- **Stated problem a**: Reproduce the listing verbatim, everything from the line that contains "of the chrome" down to the line that contains "M319 243L306 243L306 259L319 259Z", with both of those lines included.

- **Given passage**:
CUDA Math API :: CUDA Toolkit Documentation

1.2.3. Half2 Arithmetic Functions

[Half Precision Intrinsics]

To use these functions, include the header file cuda_fp16.h in your program.

Functions

__host__ __device__ __half2 __h2div ( const __half2 a, const __half2 b ): Performs half2 vector division in round-to-nearest-even mode.
__host__ __device__ __half2 __habs2 ( const __half2 a ): Calculates the absolute value of both halves of the input half2 number and returns the result.
__host__ __device__ __half2 __hadd2 ( const __half2 a, const __half2 b ): Performs half2 vector addition in round-to-nearest-even mode.
__host__ __device__ __half2 __hadd2_rn ( const __half2 a, const __half2 b ): Performs half2 vector addition in round-to-nearest-even mode.
__host__ __device__ __half2 __hadd2_sat ( const __half2 a, const __half2 b ): Performs half2 vector addition in round-to-nearest-even mode, with saturation to [0.0, 1.0].
__device__ __half2 __hcmadd ( const __half2 a, const __half2 b, const __half2 c ): Performs fast complex multiply-accumulate.
__device__ __half2 __hfma2 ( const __half2 a, const __half2 b, const __half2 c ): Performs half2 vector fused multiply-add in round-to-nearest-even mode.
__device__ __half2 __hfma2_relu ( const __half2 a, const __half2 b, const __half2 c ): Performs half2 vector fused multiply-add in round-to-nearest-even mode with relu saturation.

- **Data rows**:
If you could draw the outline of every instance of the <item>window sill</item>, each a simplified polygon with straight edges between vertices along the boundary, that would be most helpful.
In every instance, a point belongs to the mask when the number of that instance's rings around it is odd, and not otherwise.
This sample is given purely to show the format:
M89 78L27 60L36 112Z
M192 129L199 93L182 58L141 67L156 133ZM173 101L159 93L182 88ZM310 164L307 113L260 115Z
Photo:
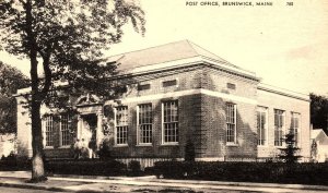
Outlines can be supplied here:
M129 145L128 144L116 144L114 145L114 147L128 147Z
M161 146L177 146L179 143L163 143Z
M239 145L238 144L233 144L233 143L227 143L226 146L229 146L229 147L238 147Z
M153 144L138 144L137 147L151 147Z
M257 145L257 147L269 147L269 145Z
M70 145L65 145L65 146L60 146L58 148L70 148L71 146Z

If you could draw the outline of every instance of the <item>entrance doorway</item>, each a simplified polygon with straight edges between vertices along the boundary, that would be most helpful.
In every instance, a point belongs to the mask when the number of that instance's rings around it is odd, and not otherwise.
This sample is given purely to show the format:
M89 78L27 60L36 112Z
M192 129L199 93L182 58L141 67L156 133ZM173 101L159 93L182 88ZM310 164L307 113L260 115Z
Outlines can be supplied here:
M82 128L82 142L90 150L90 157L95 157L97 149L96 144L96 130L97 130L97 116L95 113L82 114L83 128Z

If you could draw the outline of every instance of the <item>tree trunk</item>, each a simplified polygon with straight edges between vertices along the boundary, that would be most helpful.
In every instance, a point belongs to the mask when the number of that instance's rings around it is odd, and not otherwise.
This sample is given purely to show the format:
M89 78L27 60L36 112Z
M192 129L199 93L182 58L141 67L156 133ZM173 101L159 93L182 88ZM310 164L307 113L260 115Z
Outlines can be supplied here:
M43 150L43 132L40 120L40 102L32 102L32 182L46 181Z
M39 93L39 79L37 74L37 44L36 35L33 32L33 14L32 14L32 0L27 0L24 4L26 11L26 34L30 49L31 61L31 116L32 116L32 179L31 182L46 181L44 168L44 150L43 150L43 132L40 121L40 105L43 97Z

---

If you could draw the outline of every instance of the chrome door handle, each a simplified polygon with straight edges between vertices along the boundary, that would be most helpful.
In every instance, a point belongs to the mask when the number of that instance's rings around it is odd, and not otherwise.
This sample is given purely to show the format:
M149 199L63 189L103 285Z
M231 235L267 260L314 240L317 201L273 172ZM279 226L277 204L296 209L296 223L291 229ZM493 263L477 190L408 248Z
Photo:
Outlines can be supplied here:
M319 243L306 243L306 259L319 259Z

- **Stated problem b**: According to the half2 arithmetic functions documentation, which header file must a program include to use these functions?

- **Exercise response a**:
If you could draw the outline of every instance of the chrome door handle, each a simplified polygon with straight edges between vertices along the boundary, that would be most helpful.
In every instance, a point belongs to the mask when the number of that instance's rings around it is odd, and not otherwise.
This sample is given purely to show the format:
M149 199L63 189L103 285Z
M231 235L267 260L314 240L317 201L273 172ZM279 226L277 204L296 209L296 223L291 229ZM493 263L477 190L408 248Z
Photo:
Outlines can be supplied here:
M319 243L306 243L306 259L319 259Z

- **Exercise response b**: cuda_fp16.h